EXERCISE PROMPT
Begin with the line containing "Query: island panel molding" and copy every line after it to the end of the entries, exactly, leaving out the lines before it.

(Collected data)
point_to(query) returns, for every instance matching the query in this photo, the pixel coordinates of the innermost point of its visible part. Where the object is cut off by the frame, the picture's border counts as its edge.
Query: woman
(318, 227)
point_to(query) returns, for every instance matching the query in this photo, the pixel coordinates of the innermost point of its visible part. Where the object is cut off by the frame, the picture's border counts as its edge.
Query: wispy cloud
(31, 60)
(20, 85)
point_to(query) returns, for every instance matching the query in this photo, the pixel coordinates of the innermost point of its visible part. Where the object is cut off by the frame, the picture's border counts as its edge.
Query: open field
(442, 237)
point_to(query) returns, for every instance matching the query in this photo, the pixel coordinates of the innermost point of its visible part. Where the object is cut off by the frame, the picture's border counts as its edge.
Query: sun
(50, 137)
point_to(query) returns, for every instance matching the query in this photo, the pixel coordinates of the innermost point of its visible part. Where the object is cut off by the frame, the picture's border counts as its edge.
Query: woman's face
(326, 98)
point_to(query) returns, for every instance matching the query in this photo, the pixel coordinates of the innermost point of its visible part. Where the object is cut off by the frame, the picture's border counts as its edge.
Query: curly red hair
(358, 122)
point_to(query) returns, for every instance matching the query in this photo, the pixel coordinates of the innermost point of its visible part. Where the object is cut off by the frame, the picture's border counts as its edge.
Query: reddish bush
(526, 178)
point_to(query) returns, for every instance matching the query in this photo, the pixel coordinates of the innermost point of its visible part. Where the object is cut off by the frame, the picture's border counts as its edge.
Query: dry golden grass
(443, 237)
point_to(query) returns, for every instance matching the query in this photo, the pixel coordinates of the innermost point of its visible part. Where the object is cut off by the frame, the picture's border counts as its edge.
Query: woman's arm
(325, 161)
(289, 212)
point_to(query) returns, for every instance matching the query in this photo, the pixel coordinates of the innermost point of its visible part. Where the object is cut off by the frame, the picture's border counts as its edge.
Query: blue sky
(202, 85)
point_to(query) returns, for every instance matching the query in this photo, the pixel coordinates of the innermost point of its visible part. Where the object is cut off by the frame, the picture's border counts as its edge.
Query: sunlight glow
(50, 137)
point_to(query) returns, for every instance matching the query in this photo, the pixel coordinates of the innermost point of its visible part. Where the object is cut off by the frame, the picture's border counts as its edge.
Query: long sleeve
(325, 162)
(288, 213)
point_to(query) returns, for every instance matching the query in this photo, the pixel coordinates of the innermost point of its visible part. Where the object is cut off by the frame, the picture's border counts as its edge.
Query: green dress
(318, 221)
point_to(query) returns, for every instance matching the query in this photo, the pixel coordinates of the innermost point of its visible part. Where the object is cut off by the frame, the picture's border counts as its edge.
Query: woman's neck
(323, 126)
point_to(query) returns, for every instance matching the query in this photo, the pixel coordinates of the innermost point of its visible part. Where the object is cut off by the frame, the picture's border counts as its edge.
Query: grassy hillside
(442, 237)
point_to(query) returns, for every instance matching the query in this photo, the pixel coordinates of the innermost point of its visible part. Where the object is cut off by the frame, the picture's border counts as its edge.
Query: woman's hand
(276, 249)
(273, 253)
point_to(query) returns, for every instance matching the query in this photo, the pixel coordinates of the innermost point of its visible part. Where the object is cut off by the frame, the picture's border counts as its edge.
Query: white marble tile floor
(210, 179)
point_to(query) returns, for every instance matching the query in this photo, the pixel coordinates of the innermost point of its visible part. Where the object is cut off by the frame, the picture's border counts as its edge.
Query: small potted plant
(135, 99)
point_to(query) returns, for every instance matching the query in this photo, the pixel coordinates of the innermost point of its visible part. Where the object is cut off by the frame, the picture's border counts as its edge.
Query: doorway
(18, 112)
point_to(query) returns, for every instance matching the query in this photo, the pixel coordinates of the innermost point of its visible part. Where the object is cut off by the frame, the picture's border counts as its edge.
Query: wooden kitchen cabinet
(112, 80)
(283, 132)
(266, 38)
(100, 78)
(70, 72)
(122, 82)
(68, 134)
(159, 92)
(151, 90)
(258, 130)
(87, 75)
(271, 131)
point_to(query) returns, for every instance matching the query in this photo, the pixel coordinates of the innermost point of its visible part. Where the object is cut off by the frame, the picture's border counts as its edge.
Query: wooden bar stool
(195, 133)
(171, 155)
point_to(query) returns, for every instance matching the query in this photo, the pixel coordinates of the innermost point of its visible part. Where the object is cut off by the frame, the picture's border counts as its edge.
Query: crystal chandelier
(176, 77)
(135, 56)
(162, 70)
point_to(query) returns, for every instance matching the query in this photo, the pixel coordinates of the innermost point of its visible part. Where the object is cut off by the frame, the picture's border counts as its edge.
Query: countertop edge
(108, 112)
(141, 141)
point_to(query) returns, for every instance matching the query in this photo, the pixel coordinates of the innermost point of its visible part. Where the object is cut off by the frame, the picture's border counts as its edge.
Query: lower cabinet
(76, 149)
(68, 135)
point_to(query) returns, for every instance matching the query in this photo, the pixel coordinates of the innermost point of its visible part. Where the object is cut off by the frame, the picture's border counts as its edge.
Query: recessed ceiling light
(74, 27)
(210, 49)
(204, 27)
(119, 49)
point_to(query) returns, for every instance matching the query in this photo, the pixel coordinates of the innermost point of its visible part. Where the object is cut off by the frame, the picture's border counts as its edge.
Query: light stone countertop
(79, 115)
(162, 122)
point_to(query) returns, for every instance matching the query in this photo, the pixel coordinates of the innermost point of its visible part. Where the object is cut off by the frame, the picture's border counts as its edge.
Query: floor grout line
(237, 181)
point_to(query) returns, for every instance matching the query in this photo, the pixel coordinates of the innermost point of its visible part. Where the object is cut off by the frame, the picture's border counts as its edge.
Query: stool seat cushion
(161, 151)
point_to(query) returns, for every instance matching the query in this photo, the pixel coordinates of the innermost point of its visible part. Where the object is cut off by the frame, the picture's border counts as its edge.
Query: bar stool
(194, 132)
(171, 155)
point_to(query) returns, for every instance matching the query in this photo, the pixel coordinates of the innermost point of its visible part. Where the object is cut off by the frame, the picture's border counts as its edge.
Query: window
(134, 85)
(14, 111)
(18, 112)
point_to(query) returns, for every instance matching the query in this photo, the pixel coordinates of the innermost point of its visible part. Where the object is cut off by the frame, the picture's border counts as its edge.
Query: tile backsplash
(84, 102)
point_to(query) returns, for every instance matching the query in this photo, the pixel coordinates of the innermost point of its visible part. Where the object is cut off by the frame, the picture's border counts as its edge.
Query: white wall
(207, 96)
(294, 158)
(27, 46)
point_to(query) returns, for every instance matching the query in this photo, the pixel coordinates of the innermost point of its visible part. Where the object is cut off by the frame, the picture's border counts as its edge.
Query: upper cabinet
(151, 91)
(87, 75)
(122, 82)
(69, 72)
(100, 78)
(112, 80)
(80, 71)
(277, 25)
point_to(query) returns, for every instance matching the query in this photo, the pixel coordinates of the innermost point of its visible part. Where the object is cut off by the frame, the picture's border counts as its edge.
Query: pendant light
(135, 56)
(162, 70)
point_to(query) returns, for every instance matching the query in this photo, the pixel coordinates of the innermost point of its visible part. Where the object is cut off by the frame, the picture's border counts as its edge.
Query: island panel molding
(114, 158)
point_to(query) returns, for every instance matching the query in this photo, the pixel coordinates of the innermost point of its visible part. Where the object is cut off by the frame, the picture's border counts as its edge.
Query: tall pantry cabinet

RESPONSE AREA
Query: island panel molding
(114, 158)
point_to(query) returns, for every instance matching the query in this photo, the pixel coordinates of the innermost point of its visible part. Where the object is cut off by the frame, the picture's border counts as its edge.
Query: tall pantry cabinet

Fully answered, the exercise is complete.